Reproduce verbatim the lines of the material starting at the line containing "of the brown" and ending at the final line of the material, both included.

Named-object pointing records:
※ ※ ※

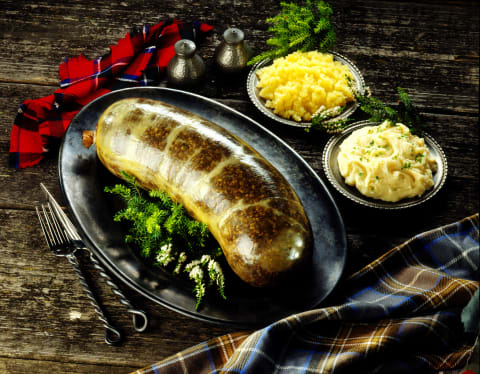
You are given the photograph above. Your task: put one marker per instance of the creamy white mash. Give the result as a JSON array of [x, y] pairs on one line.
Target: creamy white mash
[[386, 162]]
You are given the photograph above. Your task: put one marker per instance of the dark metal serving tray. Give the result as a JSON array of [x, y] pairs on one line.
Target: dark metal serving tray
[[83, 178]]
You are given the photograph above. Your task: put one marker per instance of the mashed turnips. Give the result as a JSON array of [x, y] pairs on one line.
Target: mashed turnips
[[386, 162], [300, 84]]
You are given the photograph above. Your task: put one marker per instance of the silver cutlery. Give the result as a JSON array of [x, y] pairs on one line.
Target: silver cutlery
[[63, 239]]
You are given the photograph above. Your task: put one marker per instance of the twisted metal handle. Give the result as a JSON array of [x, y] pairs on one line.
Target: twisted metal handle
[[139, 317], [112, 335]]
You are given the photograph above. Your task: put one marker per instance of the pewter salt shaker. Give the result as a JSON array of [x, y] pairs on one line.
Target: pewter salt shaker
[[232, 55], [186, 68]]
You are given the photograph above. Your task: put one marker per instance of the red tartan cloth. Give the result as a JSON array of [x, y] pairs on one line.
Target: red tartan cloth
[[139, 59]]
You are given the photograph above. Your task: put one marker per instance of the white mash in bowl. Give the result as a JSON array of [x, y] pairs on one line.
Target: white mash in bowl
[[386, 162]]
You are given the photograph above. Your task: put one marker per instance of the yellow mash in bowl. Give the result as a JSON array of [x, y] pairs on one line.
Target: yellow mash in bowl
[[386, 162], [298, 85]]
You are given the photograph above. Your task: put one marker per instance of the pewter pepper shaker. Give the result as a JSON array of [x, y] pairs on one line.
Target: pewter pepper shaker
[[232, 55], [186, 68]]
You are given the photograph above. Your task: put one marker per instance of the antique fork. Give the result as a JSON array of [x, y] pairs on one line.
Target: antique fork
[[140, 319], [60, 245]]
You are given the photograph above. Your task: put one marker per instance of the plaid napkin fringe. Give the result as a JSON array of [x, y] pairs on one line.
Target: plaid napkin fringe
[[400, 314]]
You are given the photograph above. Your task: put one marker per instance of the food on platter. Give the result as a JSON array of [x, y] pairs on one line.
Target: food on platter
[[249, 207], [386, 162], [303, 83]]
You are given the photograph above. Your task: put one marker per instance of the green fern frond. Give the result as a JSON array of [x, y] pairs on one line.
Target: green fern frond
[[298, 27], [163, 231]]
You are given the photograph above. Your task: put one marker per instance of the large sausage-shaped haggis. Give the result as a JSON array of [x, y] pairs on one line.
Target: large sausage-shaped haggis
[[247, 204]]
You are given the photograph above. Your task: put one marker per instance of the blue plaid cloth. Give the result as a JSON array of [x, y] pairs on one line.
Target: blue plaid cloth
[[400, 314]]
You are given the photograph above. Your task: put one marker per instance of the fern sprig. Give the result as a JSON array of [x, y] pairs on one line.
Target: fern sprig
[[167, 236], [405, 112], [304, 28]]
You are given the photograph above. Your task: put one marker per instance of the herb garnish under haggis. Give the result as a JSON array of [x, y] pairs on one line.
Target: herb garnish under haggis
[[169, 237], [299, 28]]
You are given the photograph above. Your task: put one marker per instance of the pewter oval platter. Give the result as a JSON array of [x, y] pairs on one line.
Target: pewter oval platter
[[83, 178], [259, 102], [330, 166]]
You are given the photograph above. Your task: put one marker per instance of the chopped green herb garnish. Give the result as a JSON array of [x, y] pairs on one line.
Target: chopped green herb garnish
[[419, 158], [168, 237]]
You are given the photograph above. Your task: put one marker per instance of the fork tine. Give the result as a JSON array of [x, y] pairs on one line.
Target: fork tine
[[57, 228], [48, 225], [45, 231], [60, 214]]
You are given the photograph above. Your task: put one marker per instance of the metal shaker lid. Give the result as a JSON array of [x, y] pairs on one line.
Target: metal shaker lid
[[233, 35]]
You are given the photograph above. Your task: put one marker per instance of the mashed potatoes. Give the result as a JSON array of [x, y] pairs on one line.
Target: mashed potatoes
[[298, 85], [386, 162]]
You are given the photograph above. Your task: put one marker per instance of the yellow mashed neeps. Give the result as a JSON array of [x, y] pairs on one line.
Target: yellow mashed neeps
[[298, 85]]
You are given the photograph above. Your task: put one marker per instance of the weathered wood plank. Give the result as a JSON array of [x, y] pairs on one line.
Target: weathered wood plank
[[22, 366], [46, 323], [418, 46], [46, 316]]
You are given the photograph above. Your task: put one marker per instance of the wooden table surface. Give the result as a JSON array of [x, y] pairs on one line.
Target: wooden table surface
[[430, 48]]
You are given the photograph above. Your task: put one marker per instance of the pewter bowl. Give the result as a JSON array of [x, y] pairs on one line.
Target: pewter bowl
[[331, 169], [259, 102]]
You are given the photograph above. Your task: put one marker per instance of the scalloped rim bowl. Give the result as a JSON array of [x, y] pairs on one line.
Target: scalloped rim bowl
[[330, 167], [253, 92]]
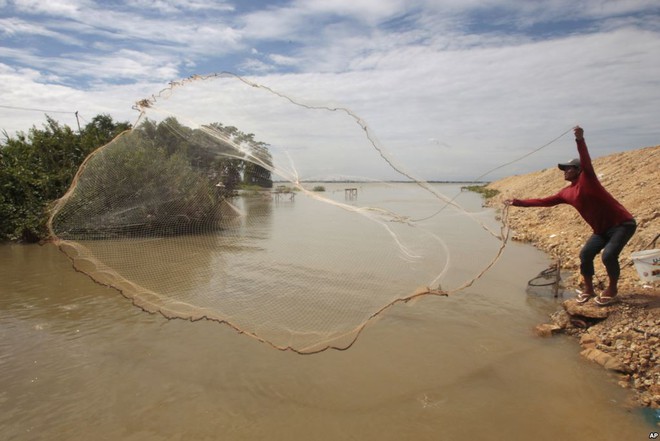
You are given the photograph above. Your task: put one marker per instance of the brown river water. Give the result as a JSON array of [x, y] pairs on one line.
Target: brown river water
[[79, 362]]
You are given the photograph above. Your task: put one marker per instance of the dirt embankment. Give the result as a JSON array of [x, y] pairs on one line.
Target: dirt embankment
[[624, 337]]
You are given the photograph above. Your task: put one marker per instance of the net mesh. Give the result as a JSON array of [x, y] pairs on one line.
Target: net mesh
[[317, 244]]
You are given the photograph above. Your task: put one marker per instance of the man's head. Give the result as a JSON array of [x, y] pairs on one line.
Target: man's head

※ ※ ※

* **Task output**
You are given the photograph above. Your task: put one marker per instance of the brown river water. Give the result as a JSON array of [x, y] pairs on one line.
Target: brown river water
[[79, 362]]
You are given the photograph above. Your task: put one marker per instance of the dirt embankment. Give the result as a JSON array of [x, y] pairs on one line.
Target: dirt embankment
[[624, 337]]
You are given the photograph above. Your task: put one marker per instance of the net mesh. Give the result as a JSON array of [x, y] pairs on one line.
Target: net mesh
[[317, 244]]
You are given the photograph above. Your task: put one marker per instance of the man's head. Give the result as a JSON array of [x, y] pairs on one line.
Target: man's head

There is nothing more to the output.